WORK TO BE COMPLETED:
Without any images, write the listing below out word for word.

DATA FOR THIS TASK:
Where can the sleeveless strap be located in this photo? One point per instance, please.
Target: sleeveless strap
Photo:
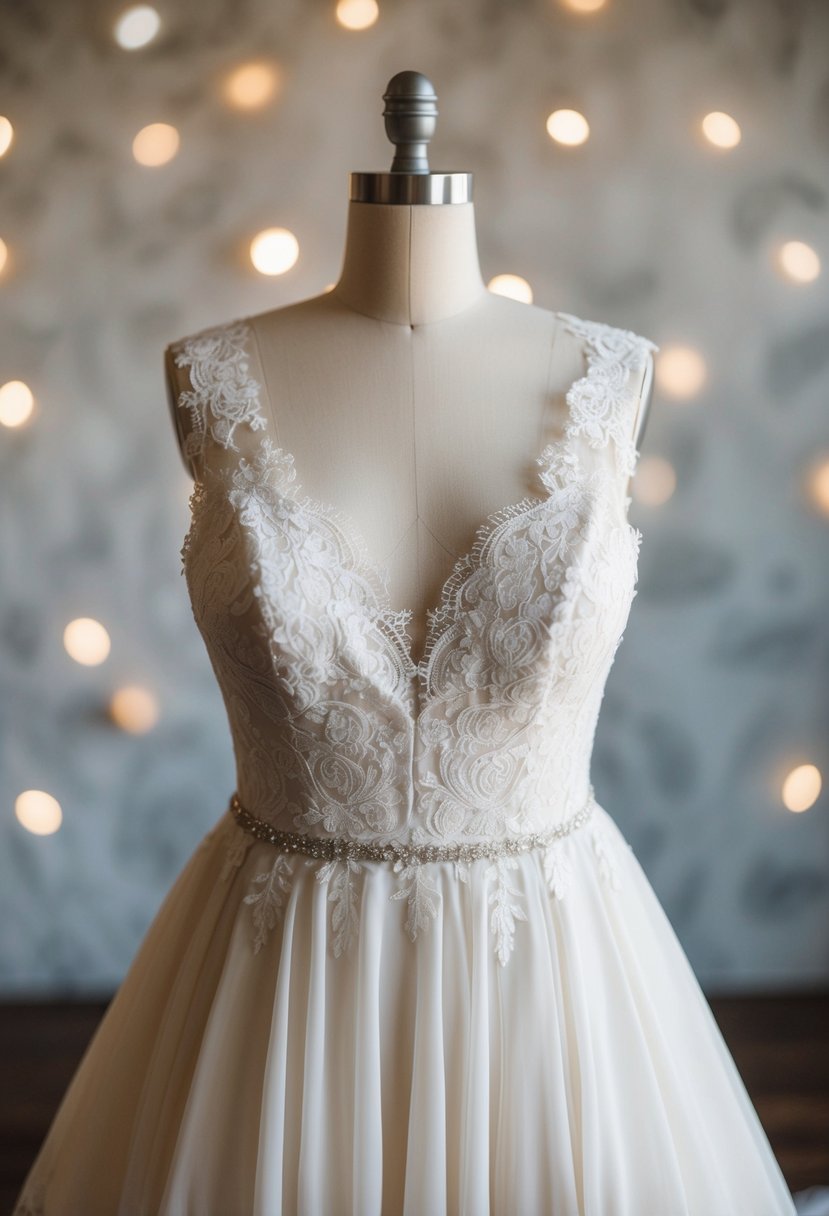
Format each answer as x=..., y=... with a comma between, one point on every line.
x=603, y=405
x=223, y=394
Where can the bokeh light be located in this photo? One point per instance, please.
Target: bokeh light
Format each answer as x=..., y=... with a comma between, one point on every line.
x=654, y=480
x=817, y=482
x=680, y=371
x=799, y=262
x=16, y=404
x=156, y=144
x=721, y=129
x=584, y=5
x=357, y=13
x=134, y=709
x=801, y=787
x=251, y=85
x=6, y=135
x=86, y=641
x=136, y=27
x=274, y=251
x=38, y=811
x=568, y=127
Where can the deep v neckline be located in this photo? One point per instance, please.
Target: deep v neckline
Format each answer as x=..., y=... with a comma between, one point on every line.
x=356, y=555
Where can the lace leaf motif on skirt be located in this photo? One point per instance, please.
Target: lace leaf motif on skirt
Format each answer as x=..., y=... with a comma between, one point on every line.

ANSWER TO THIS TASK:
Where can the sleeveless strap be located in this photo? One point per instance, please.
Target: sleeveless strap
Photo:
Format each answer as x=..., y=... with a comma between, one point on every line.
x=603, y=405
x=223, y=394
Where can the bokeh light be located in this photo? One point per instance, please.
Target: bokeh light
Format each answer as x=..., y=... with a comma between, one point on every line.
x=654, y=480
x=817, y=482
x=680, y=371
x=799, y=262
x=16, y=404
x=156, y=144
x=721, y=129
x=584, y=5
x=357, y=13
x=134, y=709
x=801, y=787
x=251, y=85
x=6, y=135
x=86, y=641
x=136, y=27
x=274, y=251
x=38, y=811
x=568, y=127
Where can the deep v neckline be located in this photo? One point per instance, please.
Target: deep v neckline
Format each answer as x=..., y=... with a comma between, one point on every line.
x=356, y=555
Where can the lace leaf motif on skirt be located in this photo? One point per instance, please.
Target: lace leaf motif on skirt
Format each answer as x=..., y=... with a comma between, one point on every line.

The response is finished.